Records provided
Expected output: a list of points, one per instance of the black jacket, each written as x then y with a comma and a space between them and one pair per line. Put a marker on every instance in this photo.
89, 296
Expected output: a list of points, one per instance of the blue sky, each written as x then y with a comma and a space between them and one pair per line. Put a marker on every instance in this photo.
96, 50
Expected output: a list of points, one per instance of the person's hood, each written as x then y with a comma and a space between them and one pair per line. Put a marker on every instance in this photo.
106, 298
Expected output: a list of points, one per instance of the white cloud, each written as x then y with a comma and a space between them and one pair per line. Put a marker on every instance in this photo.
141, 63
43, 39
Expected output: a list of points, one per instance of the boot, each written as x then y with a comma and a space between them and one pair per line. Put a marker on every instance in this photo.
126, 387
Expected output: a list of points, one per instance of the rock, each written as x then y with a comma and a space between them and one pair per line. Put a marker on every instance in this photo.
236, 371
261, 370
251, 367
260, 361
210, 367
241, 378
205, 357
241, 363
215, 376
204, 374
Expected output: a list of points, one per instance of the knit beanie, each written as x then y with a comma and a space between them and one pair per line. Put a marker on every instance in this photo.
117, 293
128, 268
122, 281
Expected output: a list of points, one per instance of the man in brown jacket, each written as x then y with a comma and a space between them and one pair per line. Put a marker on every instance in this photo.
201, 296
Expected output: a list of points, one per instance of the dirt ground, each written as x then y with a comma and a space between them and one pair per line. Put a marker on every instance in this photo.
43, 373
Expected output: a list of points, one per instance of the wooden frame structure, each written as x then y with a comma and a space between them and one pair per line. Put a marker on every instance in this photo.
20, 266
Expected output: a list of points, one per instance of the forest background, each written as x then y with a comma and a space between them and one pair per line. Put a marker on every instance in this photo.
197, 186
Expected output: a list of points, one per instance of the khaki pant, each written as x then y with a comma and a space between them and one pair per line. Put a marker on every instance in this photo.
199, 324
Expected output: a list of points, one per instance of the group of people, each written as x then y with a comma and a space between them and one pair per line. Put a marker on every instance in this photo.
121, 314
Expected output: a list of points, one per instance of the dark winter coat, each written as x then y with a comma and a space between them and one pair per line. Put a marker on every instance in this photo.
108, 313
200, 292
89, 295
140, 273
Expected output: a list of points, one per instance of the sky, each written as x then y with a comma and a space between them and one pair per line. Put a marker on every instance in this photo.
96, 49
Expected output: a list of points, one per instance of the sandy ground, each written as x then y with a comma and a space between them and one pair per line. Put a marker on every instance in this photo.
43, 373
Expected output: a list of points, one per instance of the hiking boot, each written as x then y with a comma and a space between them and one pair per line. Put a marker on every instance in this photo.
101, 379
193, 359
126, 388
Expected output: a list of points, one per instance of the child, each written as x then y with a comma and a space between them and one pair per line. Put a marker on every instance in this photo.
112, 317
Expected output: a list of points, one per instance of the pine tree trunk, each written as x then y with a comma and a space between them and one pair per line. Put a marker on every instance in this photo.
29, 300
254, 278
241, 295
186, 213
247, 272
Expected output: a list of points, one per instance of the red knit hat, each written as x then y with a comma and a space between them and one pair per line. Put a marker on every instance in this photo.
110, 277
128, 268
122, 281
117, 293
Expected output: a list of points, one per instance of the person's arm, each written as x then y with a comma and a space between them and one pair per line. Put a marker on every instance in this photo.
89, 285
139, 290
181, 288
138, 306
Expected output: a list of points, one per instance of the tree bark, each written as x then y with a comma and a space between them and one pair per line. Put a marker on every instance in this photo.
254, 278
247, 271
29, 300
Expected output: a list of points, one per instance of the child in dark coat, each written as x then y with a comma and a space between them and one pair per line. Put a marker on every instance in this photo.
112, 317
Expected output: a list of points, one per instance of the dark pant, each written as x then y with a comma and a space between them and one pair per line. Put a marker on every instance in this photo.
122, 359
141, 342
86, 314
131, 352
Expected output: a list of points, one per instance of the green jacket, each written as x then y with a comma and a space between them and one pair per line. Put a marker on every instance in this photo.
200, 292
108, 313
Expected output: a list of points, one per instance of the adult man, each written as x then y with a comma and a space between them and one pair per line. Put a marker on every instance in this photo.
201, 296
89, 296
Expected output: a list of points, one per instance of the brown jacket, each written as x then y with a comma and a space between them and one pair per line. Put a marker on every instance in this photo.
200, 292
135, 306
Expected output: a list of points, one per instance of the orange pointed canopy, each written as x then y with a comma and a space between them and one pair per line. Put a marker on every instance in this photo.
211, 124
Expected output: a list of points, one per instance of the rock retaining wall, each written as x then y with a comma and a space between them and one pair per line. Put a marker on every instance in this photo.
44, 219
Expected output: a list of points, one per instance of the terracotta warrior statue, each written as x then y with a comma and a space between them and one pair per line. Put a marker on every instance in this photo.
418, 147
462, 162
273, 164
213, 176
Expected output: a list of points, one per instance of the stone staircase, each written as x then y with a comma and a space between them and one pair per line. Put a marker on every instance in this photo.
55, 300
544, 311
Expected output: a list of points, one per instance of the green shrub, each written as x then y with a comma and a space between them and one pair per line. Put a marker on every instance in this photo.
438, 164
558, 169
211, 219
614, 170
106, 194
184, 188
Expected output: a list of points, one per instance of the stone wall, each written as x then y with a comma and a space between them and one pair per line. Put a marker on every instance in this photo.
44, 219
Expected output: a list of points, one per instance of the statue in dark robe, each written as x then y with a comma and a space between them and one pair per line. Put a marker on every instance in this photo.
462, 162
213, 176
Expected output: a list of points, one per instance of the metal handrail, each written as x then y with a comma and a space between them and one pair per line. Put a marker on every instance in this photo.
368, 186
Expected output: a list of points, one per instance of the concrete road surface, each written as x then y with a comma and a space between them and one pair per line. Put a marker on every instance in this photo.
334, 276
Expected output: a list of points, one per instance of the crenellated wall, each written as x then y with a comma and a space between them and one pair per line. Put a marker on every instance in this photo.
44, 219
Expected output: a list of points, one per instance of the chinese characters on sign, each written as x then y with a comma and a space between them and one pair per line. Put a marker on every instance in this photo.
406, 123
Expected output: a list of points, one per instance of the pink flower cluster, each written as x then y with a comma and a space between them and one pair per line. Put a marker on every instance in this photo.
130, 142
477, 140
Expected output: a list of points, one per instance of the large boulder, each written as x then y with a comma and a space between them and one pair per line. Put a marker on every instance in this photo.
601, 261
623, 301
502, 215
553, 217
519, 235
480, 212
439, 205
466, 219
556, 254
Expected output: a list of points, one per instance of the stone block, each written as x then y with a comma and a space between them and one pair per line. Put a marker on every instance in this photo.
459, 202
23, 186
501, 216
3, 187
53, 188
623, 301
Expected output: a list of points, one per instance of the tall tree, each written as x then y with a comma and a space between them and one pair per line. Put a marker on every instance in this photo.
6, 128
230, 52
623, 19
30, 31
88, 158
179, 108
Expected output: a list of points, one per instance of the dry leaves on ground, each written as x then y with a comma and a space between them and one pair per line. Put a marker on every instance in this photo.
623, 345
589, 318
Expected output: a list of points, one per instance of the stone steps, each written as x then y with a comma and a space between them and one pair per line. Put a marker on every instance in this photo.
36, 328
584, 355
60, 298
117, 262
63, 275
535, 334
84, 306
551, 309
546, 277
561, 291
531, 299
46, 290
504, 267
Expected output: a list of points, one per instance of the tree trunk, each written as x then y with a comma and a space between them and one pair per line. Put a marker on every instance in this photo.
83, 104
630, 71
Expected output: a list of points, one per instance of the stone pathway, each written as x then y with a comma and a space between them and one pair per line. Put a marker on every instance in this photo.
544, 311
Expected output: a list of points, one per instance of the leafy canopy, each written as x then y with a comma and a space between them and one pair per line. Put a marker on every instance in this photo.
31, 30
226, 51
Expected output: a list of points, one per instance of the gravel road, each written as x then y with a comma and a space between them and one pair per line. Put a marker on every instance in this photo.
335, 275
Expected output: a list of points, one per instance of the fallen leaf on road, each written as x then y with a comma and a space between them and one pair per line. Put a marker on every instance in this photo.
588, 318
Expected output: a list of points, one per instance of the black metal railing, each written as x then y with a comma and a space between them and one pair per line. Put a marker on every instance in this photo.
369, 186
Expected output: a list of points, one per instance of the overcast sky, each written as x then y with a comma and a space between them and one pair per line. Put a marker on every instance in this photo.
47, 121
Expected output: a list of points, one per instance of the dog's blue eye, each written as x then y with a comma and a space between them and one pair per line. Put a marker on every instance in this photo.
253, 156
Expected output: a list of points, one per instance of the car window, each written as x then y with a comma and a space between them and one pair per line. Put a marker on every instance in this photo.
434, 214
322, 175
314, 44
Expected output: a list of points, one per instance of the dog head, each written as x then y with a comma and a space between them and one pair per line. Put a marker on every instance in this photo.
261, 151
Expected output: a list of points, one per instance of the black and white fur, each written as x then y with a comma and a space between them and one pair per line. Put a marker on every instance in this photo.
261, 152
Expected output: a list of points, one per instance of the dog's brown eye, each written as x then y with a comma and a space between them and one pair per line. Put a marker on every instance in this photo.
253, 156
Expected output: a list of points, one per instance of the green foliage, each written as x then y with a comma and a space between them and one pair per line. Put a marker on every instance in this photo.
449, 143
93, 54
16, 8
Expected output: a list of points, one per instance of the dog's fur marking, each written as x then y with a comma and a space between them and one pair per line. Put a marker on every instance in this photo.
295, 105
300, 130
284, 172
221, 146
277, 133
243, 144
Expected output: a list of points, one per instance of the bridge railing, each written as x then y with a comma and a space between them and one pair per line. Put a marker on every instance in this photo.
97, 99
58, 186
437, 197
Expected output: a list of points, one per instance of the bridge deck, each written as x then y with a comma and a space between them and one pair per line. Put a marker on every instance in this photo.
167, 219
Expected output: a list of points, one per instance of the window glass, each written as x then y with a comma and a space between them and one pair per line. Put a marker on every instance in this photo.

Your task
Taking the line that contains "bridge deck, each" as the starting point, copy every line through the end of the listing exactly, and write nothing further.

Answer space
Expected output: a list of points, one per instance of the bridge deck, each written as x then y with a comma and a space between them and one pair per line. Put a marker on every instance in this photo.
167, 219
Expected output: a list of points, one per instance of the window glass, each written as x then y with a comma and a space between them and one pair per line. Put a marker on every instance in this photo.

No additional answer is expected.